TASK: Do these statements agree with the Ste. Genevieve County text? 1. The county seat is also the county's largest city. 2. Water accounts for more than five percent of the county's total area. 3. The county was officially organized in 1821. Answer yes or no for each, and quote the words from the text that decide it.

Founded October 1, 1812
Named for Saint Genevieve
Seat Ste. Genevieve
Largest city Ste. Genevieve
Area
 • Total 509 sq mi (1,318 km2)
 • Land 502 sq mi (1,301 km2)
 • Water 7 sq mi (17 km2), 1.29%
Population
 • (2010) 18,145
 • Density 36/sq mi (14/km²)
Congressional district 8th
Time zone Central: UTC-6/-5
Website stegencounty.org

Sainte Genevieve County, often abbreviated Ste. Genevieve County (French: Ste-Geneviève), is a county located in the eastern portion of the U.S. state of Missouri. As of the 2010 census, the population was 18,145.[1] The largest city and county seat is Ste. Genevieve.[2] The county was officially organized on October 1, 1812, and is named after the Spanish district once located in the region, after Saint Genevieve, patroness of Paris, France. It includes the earliest settlement west of the Mississippi River outside of New Spain, part of the French colonial mid-Mississippi valley villages.

DATA RECORDS:
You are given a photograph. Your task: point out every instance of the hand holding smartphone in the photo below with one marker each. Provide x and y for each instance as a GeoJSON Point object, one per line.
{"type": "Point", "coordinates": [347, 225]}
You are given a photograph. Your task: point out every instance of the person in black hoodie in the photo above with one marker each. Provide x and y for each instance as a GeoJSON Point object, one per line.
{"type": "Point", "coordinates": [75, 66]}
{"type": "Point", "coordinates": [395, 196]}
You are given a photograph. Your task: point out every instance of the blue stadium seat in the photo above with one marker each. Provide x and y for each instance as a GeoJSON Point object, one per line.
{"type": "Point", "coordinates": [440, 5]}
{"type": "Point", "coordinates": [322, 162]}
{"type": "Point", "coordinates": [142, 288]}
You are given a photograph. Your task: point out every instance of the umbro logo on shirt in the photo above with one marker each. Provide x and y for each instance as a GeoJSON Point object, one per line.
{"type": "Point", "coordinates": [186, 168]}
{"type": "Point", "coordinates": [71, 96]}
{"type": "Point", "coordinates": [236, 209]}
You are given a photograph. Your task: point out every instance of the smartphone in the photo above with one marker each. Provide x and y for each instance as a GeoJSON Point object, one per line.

WRITTEN RESPONSE:
1. Yes: "The largest city and county seat is Ste. Genevieve."
2. No: "Water 7 sq mi (17 km2), 1.29%"
3. No: "The county was officially organized on October 1, 1812"